** Material shown follows **

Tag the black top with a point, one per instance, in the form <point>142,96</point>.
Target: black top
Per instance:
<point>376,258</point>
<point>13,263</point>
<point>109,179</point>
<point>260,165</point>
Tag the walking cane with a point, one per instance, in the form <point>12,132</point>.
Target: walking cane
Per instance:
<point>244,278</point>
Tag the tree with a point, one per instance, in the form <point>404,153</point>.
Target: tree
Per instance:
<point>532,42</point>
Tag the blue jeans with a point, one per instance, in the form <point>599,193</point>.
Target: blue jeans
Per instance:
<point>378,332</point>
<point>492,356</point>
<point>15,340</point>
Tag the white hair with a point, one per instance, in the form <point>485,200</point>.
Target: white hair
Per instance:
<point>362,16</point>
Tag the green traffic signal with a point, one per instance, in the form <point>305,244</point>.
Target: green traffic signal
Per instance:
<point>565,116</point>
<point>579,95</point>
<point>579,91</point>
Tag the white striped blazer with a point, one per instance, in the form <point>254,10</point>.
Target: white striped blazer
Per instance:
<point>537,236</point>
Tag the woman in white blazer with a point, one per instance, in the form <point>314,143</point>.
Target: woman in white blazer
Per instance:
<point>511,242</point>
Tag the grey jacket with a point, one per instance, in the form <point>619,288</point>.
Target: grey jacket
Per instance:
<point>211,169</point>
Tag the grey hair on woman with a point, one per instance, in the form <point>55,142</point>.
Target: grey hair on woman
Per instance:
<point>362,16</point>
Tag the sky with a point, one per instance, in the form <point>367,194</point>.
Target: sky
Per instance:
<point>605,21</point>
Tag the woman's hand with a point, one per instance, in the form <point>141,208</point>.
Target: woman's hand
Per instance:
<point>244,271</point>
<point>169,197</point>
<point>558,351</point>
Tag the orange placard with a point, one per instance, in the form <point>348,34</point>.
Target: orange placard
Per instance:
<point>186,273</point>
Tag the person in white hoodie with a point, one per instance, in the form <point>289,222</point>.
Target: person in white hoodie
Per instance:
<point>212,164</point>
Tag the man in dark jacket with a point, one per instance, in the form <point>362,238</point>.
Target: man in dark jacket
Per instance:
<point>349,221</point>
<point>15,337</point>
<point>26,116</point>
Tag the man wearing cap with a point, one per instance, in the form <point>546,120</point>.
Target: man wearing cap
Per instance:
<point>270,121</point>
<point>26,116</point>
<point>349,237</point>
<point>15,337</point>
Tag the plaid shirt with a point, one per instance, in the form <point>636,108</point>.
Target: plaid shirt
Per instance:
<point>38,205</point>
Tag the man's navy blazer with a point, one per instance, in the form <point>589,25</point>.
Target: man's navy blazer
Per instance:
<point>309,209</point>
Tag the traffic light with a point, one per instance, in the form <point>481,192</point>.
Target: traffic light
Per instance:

** End of Material shown **

[Goal of the exercise]: Find the word "orange" in the records. Copy every line it appears in.

[Solution for this task]:
Tag the orange placard with a point, one per instance, in the form <point>348,34</point>.
Target: orange placard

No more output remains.